• _Task prompt_
The data must be returned in full and exactly as given.

• _Dataset entries_
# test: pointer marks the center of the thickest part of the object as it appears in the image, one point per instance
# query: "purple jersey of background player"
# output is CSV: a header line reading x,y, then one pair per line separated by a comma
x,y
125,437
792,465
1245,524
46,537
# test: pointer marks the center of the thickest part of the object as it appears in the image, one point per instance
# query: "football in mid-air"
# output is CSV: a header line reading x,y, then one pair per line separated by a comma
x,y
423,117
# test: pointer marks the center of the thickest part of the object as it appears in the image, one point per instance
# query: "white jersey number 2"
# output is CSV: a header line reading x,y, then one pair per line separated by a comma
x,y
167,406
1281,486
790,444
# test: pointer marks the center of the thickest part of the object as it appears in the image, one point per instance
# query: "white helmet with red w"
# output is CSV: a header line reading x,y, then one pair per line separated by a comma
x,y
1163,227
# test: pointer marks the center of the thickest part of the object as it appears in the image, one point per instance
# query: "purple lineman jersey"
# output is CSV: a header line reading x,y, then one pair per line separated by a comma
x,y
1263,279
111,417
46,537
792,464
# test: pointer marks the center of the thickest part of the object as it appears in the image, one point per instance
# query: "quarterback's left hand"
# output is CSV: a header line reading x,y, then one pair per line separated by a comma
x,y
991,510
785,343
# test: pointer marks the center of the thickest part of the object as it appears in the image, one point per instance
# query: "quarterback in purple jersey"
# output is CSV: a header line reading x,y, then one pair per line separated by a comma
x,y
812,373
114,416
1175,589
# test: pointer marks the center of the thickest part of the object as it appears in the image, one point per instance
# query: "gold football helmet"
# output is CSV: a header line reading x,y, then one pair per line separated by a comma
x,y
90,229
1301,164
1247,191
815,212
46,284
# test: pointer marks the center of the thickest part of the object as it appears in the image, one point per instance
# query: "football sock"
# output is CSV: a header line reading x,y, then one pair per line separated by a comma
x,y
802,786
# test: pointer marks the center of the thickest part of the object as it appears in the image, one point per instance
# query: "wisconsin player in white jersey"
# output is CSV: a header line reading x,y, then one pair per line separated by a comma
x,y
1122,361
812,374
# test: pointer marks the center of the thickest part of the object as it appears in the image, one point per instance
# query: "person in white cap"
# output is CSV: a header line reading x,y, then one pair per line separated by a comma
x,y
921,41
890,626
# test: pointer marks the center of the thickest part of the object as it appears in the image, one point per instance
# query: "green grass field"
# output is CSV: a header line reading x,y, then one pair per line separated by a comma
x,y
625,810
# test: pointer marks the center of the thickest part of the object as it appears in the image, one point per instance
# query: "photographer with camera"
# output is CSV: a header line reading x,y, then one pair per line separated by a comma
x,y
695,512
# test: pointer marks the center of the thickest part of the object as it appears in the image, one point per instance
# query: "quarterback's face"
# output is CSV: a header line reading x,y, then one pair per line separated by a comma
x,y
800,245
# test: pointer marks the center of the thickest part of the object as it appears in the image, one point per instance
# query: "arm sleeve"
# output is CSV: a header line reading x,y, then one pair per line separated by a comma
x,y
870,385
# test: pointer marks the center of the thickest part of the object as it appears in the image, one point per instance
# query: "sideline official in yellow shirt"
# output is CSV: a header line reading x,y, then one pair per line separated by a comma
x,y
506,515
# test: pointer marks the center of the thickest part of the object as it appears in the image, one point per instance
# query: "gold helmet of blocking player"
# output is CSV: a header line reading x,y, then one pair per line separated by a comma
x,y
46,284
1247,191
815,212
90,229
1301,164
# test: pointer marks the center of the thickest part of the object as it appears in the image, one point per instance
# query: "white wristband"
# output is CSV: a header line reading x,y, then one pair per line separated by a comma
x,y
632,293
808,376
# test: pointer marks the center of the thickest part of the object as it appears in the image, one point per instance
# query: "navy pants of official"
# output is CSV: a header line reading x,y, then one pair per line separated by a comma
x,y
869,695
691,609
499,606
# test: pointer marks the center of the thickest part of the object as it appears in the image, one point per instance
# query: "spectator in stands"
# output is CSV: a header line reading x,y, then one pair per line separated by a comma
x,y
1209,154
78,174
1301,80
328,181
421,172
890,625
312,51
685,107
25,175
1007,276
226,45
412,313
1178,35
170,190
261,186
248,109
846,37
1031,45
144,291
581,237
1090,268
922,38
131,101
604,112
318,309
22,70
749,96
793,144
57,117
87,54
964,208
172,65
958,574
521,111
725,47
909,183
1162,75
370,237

• _Response to the exercise_
# test: pointer marks the center of the thickest part of the object as it appears in the image, one point per instance
# query: "purple jersey of background player"
# output is CSV: a header line reading x,y, then one pair per line separated by a comma
x,y
125,437
792,465
1245,524
46,537
# test: pointer marks the center of the thickest part of the object as it appears in the image, one point per instance
# query: "football in mid-air"
# output is CSV: a header line reading x,y, then one pair per line separated by a comma
x,y
423,117
# test: pointer marks the center of the thickest part of the object as it appears in the image, one point per instance
# query: "white jersey number 2"
# output is CSV: a header line reading x,y, then one pair per line separated by a comma
x,y
167,406
1281,486
790,444
# test: pointer marks the center of the thickest part of the object as it appears in the image, one point per instance
# query: "white helmet with red w"
# output is CSV: a header line reading x,y, then one pair per line separated by a comma
x,y
1163,227
# test: pointer marks the center of the thickest part of the object as it appears in the image, one point per instance
# query: "purple lineman jersey"
# output is CSV: a header line reading x,y, then one pair per line separated by a comma
x,y
1263,279
111,417
46,537
792,464
# test: pointer marks the center of the thickest part of the object as it appears in the image, one point per instance
# query: "quarterback's left hand"
# output is CSV: a header line reading x,y, then one pair per line separated by a comma
x,y
991,510
785,343
# test: pointer marks the center of the thickest part of the object as it appears in the image, one point per instance
# query: "quarterback in purple jersey"
# output is CSV: a header line reading x,y, then one pair per line separated by a comma
x,y
812,373
114,416
1175,589
# test: pointer marks the center of the thickest part of the object as it appears in the image, one point per instance
# query: "gold football helmet"
# output is CSV: a header line reading x,y, then one pair per line separated by a comma
x,y
90,229
1301,164
1247,191
815,212
46,284
# test: pointer marks the center of the thickest part of the object as it appears in the image, one point per instance
# query: "football sock"
# output is CSV: a header line reading x,y, then one pair per line separated by a comma
x,y
802,786
# test: pointer marks the center of the thickest part of the object as it appears in the image, one point per instance
# query: "wisconsin player in white jersey"
# output is CSV: a header line reading x,y, then one pair per line separated by a comma
x,y
1122,361
812,374
# test: pointer marks the center of the thickest part of the object as it appears in the image, one point per instance
# query: "person in white cap"
# output is CSV: a header line reading x,y, then one pair per line separated by a comma
x,y
921,41
890,626
# test: pointer marks the center of the thickest part of the object as it appears in the image, one point per instance
# query: "green grass field"
# output is CSV: a header line reading x,y, then one pair per line separated by a comma
x,y
625,810
# test: pointer marks the center of the thickest part of the object as it appears in the image, one point per instance
# query: "photographer with camera"
# output is CSV: a header line reading x,y, then one pair per line separated by a comma
x,y
695,512
# test: pointer marks the center of the thickest part of the object as it appears in the image, one point per instance
# query: "quarterback's face"
# output is CSV: a header line reading x,y, then one pair per line separated by a comma
x,y
800,245
# test: pointer marks the center of the thickest part of the object as it appears in the image, one point per instance
# query: "arm sleeve"
# output is CSV: a header line reading x,y, then one pair per line separated by a comma
x,y
870,385
# test: pointer marks the center of the thickest part of the object as it appears in the image, one point per instance
# query: "sideline official in yellow shirt"
# output is CSV: a header line reading x,y, then one pair per line separated by a comma
x,y
506,515
# test: pointer marks the center of the thickest part of the object as it appears in the image, one point per instance
# query: "gold helmet of blocking player"
# output is CSV: a header line reading x,y, then one pair per line separated by a comma
x,y
46,284
1247,191
815,212
90,229
1301,164
# test: pointer marks the center of the thickest part of the object as it appears in the image, one point per instance
# query: "white wristband"
# output is CSV: a header line reading x,y, then one pair per line separated by a comma
x,y
632,293
808,376
# test: pointer marks the center of the thickest part of the object as it appears in the image, one point per instance
# query: "navy pants of official"
# output is CSV: a header line reading x,y, then one pair per line separated by a comma
x,y
869,695
691,609
499,606
# test: pointer marks the center of the thickest part of the object as it appears in the image, one point per instance
# query: "spectator in stands"
# output is CSV: a header line reading x,y, then one pair per line separated by a comma
x,y
1209,154
78,174
1301,80
328,181
421,172
890,625
312,51
685,107
25,175
1007,276
226,45
412,313
1178,35
170,190
261,186
248,109
846,37
1031,45
144,291
581,237
1090,268
922,38
131,101
604,112
318,309
22,70
749,96
793,144
57,117
87,54
964,208
172,65
958,574
521,111
725,47
909,183
1162,75
370,237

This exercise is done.